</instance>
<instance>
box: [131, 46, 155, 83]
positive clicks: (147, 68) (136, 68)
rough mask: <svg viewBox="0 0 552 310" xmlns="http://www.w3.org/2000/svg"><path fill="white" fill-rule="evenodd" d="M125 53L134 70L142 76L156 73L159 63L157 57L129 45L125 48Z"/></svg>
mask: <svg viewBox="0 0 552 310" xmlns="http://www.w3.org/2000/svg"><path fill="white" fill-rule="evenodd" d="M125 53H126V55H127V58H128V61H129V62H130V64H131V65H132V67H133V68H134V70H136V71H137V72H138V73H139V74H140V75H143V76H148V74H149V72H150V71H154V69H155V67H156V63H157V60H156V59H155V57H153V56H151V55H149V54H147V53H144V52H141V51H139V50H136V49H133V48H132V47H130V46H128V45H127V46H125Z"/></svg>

● ● ● ●

### TASK BRIEF:
Reproduce every record that appears above, keeping the wording exact.

### FINISHED TASK:
</instance>
<instance>
box: [131, 46, 155, 83]
positive clicks: (147, 68) (136, 68)
rough mask: <svg viewBox="0 0 552 310" xmlns="http://www.w3.org/2000/svg"><path fill="white" fill-rule="evenodd" d="M125 53L134 70L142 76L156 73L159 63L157 57L129 45L125 48Z"/></svg>
mask: <svg viewBox="0 0 552 310" xmlns="http://www.w3.org/2000/svg"><path fill="white" fill-rule="evenodd" d="M125 53H126V55H127V58H128V61H129V62H130V64H131V65H132V67H133V68H134V70H136V71H137V72H138V73H139V74H140V75H143V76H148V74H149V72H150V71H154V69H155V67H156V63H157V60H156V59H155V57H153V56H151V55H149V54H147V53H144V52H141V51H139V50H136V49H133V48H132V47H130V46H128V45H127V46H125Z"/></svg>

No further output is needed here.